Activity: Each line below from the line with "591, row 215." to the line with "Query: reflection of sky on water" must be copied exactly, including those two, and no picture may appear in the copy.

The data:
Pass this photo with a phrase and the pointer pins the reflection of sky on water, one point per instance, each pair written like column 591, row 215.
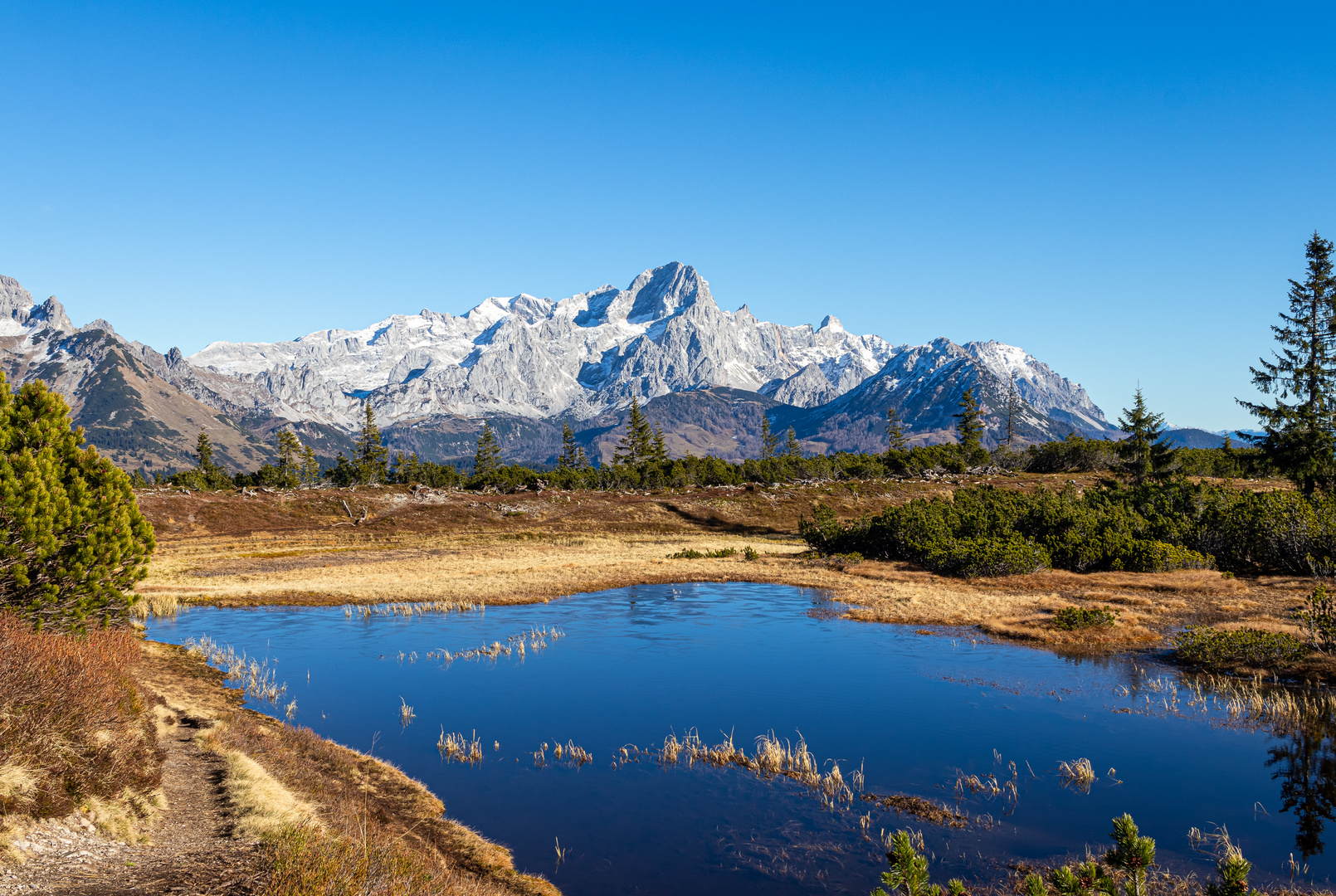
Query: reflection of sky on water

==

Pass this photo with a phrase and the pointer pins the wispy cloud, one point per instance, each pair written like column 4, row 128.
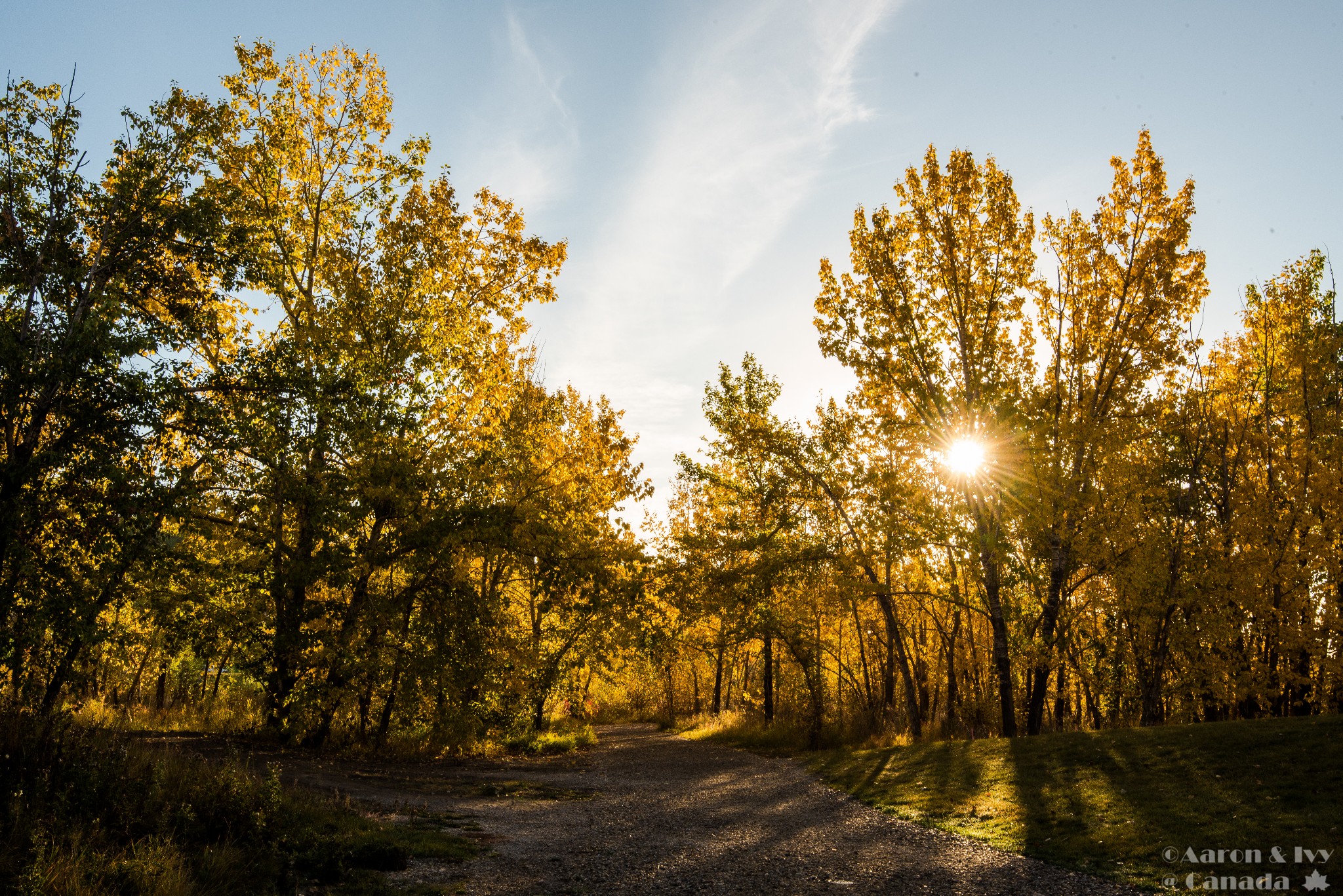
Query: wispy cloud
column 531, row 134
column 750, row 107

Result:
Pass this photo with a phrase and the pointer pins the reflection of sky on water, one point per instance, each pair written like column 591, row 215.
Query: reflection of sky on water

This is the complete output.